__Required work__. From the data below, pick out every line that contains the string "positive". Treat uppercase and lowercase as different.

(Collected data)
※

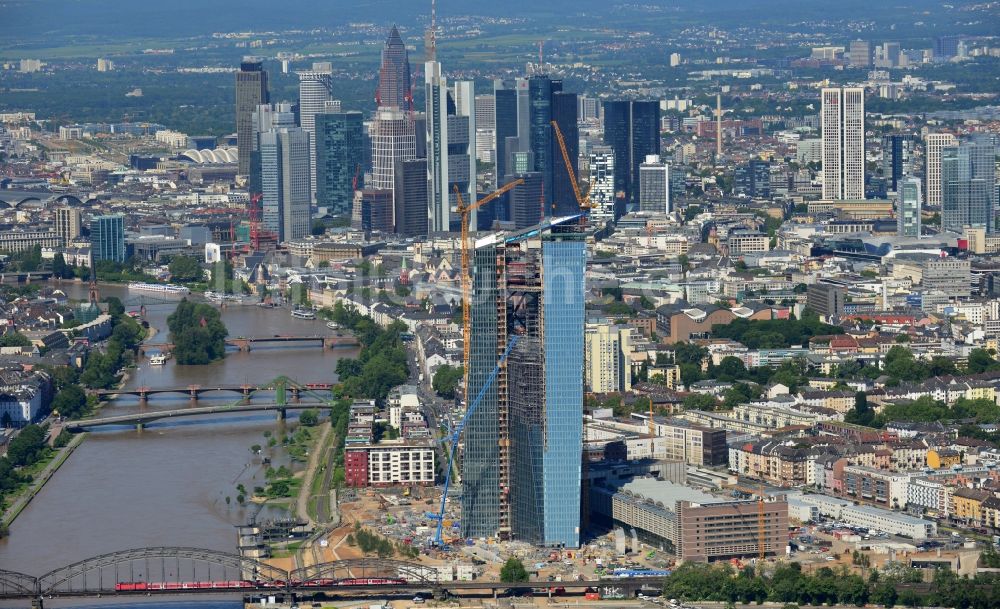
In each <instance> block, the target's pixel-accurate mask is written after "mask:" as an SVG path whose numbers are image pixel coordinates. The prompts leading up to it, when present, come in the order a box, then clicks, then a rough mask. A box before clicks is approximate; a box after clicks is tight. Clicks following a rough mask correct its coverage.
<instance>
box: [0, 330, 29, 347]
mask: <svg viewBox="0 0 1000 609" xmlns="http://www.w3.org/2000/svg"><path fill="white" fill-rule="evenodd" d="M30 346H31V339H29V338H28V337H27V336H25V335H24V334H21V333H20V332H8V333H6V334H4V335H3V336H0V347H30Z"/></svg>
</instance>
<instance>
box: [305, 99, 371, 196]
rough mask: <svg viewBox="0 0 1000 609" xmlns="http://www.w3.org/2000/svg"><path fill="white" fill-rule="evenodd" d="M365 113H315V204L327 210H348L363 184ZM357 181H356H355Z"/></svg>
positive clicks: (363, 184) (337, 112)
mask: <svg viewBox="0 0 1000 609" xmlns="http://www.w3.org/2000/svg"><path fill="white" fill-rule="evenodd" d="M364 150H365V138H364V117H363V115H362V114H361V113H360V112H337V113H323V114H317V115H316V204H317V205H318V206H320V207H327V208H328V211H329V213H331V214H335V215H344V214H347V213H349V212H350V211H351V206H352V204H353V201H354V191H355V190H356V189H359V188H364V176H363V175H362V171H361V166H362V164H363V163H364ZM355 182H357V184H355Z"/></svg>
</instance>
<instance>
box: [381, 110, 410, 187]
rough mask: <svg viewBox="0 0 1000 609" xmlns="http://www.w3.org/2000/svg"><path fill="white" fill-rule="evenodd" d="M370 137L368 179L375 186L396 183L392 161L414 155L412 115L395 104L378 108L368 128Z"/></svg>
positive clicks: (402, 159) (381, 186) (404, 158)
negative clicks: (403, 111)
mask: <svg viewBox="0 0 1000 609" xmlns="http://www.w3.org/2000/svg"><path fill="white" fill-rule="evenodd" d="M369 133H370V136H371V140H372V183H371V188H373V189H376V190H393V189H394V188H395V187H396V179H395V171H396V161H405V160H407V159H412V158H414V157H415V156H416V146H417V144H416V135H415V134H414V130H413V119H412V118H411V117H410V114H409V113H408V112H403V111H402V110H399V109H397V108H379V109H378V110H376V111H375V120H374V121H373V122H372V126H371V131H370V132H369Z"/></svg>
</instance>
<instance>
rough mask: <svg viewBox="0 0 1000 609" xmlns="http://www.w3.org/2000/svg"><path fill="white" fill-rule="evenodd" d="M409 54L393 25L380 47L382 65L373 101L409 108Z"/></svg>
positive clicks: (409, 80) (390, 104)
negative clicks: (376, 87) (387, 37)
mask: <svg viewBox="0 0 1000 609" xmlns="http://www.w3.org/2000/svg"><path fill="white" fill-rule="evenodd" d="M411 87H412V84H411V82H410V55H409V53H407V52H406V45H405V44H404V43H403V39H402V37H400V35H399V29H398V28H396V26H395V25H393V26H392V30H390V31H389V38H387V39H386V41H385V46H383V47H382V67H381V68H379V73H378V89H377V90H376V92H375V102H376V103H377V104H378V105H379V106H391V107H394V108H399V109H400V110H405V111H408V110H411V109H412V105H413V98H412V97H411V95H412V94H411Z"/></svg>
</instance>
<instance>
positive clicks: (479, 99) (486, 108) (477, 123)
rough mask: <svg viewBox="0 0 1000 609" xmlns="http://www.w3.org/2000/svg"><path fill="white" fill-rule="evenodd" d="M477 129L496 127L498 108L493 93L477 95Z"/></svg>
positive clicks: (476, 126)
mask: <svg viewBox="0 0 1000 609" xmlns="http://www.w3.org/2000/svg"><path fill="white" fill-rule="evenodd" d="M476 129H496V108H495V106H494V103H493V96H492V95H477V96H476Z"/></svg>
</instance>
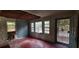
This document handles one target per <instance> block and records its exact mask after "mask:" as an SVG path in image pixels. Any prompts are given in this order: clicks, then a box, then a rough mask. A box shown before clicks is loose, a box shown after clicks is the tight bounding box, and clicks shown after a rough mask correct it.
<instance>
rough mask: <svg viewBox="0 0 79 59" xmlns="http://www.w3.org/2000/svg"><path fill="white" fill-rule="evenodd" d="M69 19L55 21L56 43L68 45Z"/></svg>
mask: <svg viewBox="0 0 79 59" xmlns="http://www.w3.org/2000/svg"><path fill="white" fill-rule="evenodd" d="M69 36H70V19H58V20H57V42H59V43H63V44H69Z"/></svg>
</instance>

※

__Written response__.
positive clicks: (363, 184) (337, 112)
positive clicks: (402, 159) (381, 186) (404, 158)
positive clicks: (409, 80) (390, 104)
positive clicks: (479, 99) (486, 108) (477, 123)
positive clicks: (476, 126)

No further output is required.